■ What to do
Copy the part of the rows that opens with the line containing "The automated pipeline tagged khaki" and runs to the end of the rows, putting "cross-check" wherever "second opinion" appears and leaving all else unchanged.

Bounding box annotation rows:
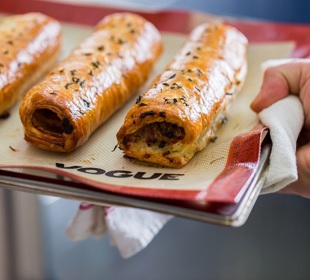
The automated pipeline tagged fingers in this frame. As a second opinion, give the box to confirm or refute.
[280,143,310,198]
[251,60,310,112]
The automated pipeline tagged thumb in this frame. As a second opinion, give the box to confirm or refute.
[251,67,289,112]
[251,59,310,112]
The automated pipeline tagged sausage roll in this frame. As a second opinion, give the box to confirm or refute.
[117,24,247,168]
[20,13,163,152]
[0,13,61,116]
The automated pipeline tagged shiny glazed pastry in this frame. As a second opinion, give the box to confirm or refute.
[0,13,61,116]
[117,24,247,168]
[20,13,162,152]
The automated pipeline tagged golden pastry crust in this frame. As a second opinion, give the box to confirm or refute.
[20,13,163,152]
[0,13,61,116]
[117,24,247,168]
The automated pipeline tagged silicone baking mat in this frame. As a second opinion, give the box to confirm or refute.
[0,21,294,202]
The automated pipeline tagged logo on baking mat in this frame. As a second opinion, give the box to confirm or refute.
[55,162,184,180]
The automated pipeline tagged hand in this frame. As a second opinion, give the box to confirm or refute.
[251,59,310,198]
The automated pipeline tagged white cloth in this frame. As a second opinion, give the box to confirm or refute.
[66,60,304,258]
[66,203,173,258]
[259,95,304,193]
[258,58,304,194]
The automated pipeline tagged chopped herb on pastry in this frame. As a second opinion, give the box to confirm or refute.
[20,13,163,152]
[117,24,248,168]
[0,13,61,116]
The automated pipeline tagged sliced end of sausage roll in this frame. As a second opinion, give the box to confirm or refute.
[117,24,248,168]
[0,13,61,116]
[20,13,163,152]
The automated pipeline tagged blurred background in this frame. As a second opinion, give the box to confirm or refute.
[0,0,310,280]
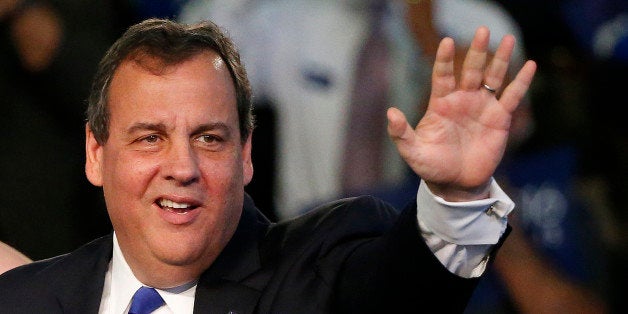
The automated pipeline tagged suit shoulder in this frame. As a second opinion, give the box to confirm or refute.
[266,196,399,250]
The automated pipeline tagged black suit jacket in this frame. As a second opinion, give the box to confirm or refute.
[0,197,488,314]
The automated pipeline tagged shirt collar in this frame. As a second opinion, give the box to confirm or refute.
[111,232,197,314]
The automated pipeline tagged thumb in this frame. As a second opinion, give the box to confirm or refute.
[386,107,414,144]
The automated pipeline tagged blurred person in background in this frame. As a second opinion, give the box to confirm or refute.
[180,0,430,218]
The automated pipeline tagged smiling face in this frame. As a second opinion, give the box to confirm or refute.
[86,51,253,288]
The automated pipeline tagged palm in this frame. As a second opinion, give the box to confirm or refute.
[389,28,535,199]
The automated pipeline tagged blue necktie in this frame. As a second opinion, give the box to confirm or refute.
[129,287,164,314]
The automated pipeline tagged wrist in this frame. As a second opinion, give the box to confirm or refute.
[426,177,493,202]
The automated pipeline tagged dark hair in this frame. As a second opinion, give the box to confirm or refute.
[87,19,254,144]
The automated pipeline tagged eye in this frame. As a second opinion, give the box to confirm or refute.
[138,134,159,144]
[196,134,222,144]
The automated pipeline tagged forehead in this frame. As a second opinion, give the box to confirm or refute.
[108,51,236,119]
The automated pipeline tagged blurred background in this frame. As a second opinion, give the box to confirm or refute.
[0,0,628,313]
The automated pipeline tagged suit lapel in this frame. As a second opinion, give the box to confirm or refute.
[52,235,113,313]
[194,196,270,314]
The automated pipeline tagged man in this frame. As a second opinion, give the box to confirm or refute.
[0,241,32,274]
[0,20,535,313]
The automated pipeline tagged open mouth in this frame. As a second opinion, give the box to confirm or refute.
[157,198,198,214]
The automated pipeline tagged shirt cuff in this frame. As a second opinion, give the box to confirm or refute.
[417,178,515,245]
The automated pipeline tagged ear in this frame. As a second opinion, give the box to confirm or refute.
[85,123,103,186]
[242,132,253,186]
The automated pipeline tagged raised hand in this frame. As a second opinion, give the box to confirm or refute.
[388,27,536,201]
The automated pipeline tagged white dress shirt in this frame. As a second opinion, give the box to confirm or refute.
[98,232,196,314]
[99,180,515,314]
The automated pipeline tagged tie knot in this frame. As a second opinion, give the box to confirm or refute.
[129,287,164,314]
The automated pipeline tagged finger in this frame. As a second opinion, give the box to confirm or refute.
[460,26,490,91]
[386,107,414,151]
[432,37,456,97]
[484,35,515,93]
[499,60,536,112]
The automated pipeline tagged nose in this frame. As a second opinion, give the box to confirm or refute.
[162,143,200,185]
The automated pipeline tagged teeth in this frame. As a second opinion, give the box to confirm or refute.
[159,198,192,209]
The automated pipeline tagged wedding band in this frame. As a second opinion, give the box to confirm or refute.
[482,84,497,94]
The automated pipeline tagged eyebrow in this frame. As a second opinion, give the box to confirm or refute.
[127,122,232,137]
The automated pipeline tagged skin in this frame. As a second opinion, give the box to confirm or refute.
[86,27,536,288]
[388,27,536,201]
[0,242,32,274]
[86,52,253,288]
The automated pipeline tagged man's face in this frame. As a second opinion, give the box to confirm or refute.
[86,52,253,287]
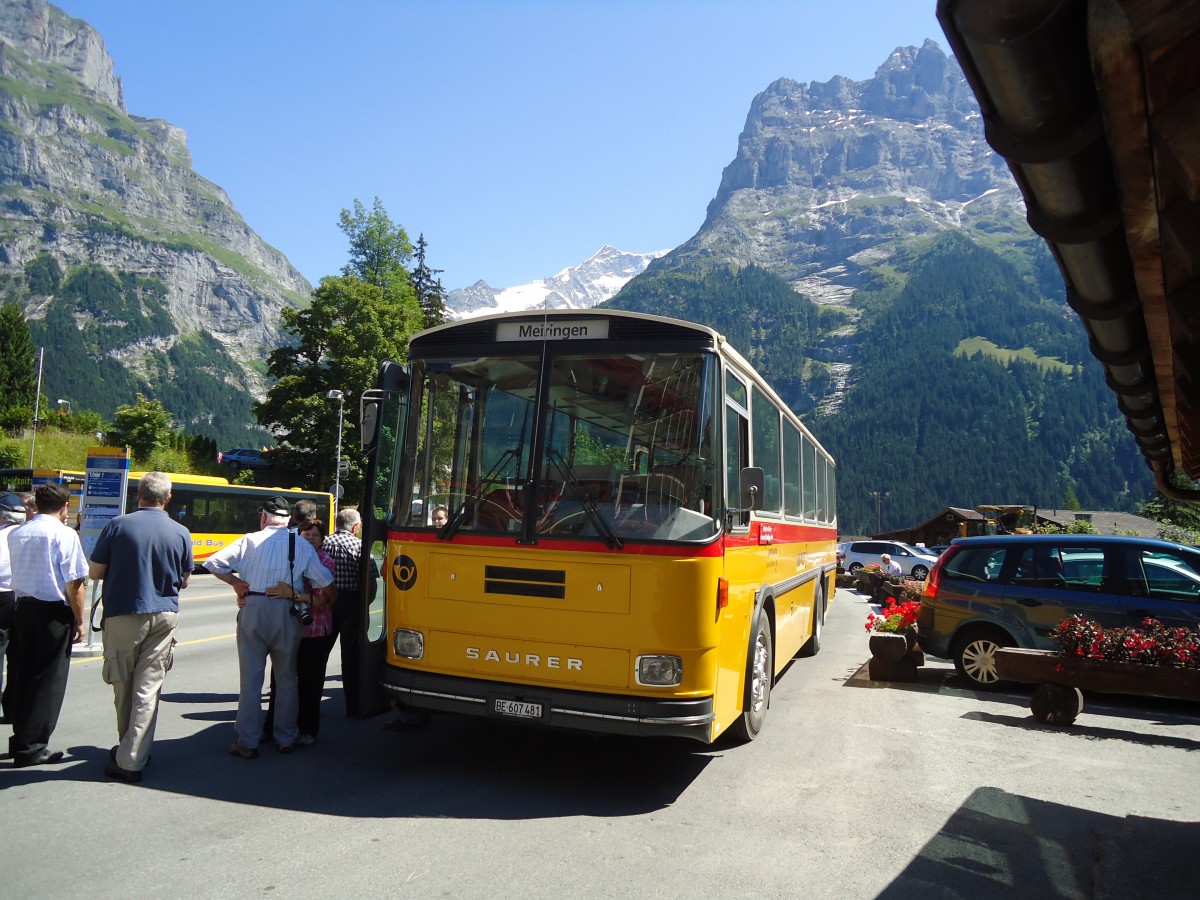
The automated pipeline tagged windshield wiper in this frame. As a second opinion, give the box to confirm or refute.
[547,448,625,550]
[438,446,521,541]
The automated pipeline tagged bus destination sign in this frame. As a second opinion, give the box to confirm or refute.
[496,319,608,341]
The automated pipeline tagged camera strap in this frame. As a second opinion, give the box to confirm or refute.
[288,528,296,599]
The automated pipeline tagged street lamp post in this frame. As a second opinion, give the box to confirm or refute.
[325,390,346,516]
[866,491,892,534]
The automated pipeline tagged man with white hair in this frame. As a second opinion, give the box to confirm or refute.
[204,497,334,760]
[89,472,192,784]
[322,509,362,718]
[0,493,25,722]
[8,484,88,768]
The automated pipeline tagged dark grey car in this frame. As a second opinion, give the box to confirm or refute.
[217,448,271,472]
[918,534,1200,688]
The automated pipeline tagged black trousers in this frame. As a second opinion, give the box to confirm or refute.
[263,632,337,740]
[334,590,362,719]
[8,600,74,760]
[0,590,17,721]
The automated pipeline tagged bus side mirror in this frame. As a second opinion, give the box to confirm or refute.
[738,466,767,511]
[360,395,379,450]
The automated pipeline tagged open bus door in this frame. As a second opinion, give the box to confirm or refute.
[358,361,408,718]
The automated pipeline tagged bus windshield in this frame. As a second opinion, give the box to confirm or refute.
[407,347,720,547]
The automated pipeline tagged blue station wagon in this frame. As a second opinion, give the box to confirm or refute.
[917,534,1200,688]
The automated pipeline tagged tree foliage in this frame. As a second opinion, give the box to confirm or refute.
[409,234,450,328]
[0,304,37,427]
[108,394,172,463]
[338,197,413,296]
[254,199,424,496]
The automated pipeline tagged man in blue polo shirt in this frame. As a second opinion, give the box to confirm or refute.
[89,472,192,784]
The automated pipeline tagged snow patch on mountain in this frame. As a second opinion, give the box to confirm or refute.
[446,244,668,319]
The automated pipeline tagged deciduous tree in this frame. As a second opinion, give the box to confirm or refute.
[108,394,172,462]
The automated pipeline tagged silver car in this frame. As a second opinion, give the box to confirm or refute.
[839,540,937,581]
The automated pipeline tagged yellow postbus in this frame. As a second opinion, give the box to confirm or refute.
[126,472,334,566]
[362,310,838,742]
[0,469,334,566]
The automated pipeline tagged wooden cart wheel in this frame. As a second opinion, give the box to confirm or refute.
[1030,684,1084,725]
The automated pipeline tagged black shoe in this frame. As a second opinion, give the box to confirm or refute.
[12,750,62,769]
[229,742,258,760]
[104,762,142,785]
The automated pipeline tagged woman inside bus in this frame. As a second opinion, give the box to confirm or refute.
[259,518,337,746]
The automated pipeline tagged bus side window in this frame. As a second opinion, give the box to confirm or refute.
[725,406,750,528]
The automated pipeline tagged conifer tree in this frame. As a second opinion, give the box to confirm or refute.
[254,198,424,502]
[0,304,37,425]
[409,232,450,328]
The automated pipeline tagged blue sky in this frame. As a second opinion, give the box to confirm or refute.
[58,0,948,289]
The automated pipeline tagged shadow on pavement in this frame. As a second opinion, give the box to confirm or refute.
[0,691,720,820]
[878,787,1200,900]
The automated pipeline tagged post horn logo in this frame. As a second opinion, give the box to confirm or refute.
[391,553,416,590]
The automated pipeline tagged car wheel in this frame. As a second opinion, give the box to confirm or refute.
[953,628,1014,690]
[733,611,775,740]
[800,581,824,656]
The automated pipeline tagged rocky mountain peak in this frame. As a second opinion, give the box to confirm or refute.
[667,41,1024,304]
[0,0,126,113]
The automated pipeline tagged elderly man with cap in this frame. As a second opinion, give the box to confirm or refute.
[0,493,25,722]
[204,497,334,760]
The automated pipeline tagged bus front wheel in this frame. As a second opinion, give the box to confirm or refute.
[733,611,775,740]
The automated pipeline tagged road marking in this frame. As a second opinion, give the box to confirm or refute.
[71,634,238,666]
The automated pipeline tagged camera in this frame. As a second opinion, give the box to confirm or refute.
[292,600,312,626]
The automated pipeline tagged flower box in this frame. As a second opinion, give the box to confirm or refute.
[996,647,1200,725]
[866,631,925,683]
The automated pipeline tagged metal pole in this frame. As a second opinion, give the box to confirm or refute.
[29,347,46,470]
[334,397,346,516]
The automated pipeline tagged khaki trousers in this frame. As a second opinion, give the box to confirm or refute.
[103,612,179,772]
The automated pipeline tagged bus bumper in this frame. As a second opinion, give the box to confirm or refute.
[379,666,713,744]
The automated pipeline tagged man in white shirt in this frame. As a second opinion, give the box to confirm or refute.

■ Correct answer
The automated pipeline tagged khaki trousers in this frame. As a cross-check, give the box to confirm or refute.
[103,612,179,772]
The automated pipeline tagged bus bumper in this frame. As a cross-check, give the box to confirm or refute.
[379,666,713,744]
The automated pipeline tagged man in white shirt in this frame. As a cross-check, give the box to confirm or refute.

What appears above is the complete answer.